__GIVEN TASK__
Pick up the article on SEO myths below after its last line and keep writing it.

__ARTICLE__
::::

30 SEO Myths and why people believe in them

Let me start this with a question. When was the last time you encountered something in SEO that you wouldn’t agree with?

Well, that happened to me not long ago. 

This one colleague of mine told me that you shouldn’t link anyone else in your content. I was like, WHAT?

This must have happened to you too. You learned all Google’s best practices and done all of your homework, and when you start working, somebody hits you in the face with a myth. 

Sometimes the myth is harmless, but other times, it can ruin a whole company. Like I have seen companies that are earning money by selling myths. They’re living in another dimension it seems. 

So let’s buckle up and explore the science as to why we tend to fall for these myths. Also, we’ll look at some of them and debunk them.

Too Long; Didn’t Read

We tend to fall for the SEO myths because it’s an easy answer, and a large group of people believes in them. Also, when someone is selling us services, they make use of these myths to convert us. And myths are easy to circulate but hard to debunk.

What are SEO Myths?

In order to understand what SEO myth is, we first need to know the definition of myth itself.

According to Oxford, A myth is “​something that many people believe but that does not exist or is false.”

A common myth everybody knows is “A penny dropped from the top of the Eiffel Tower could kill someone”.

This is known by a large chunk of people, but it is false. And if you argue with people that is a myth, they will resist you because people hate counterarguments. 

If you have been in the SEO industry for a while, you must have come across statements that are contrary to what you have heard or experienced. 

A common myth in SEO is that you need to write certain words of content. 

This is believed by a large number of marketers, but it’s not true. 

So in essence, an SEO myth is a piece of information related to SEO that people assumes is true but in reality, it’s not

Now that we know what a myth is, we should know…

Why do we Tend to Believe Myths?

::::

__DATA SHOWN__
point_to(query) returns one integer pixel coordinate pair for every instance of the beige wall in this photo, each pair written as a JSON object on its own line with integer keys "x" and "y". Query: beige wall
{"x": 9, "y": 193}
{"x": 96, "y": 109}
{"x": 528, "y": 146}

::::

__WRITTEN RESPONSE__
I asked Martin Splitt on Linkedin about why we tend to believe in these myths and here’s what he said “I guess part of it is because things keep changing and misconceptions and misunderstandings are easy to create and amplify, but hard to debunk, sometimes. Sometimes it’s also because someone tries to sell something to somebody else. And sometimes it’s because someone doesn’t know but doesn’t wanna say so”

This is true. I agree with every single point of his. 

Here is my interpretation of why people love falling for this fiction:

  • The main reason why people fall for these myths is that Google is constantly changing. And because of this, the information that was valid 5 years ago is not true today. 
  • Also, a majority of SEOs still don’t optimize for users, they optimize for rankings and that leads to google releasing updates and changes to combat them and this loop continues forever. 
  • Another reason is that whenever a myth is circulated around enough times, that starts to sound like a true thing. For example, if everybody started telling you that eating pineapple at the night will make you sick, then after a point of time, you will start to believe it. (I don’t know if that’s true or not, I just used that as an example). You won’t question its validity, because if everyone is saying that, it must be true. 
  • We as humans are constantly chasing patterns. We tend to look for them everywhere. And this leads to us believing in misinformation. For example, if I ran a test that buying links will make my site rank higher, and if that did happen, I will believe that indeed, buying links gets you to rank higher. But it can also be a mere coincidence. 
  • We don’t like to admit that we’re wrong. Humans hate change, as we don’t want anybody challenging our thoughts and ideas.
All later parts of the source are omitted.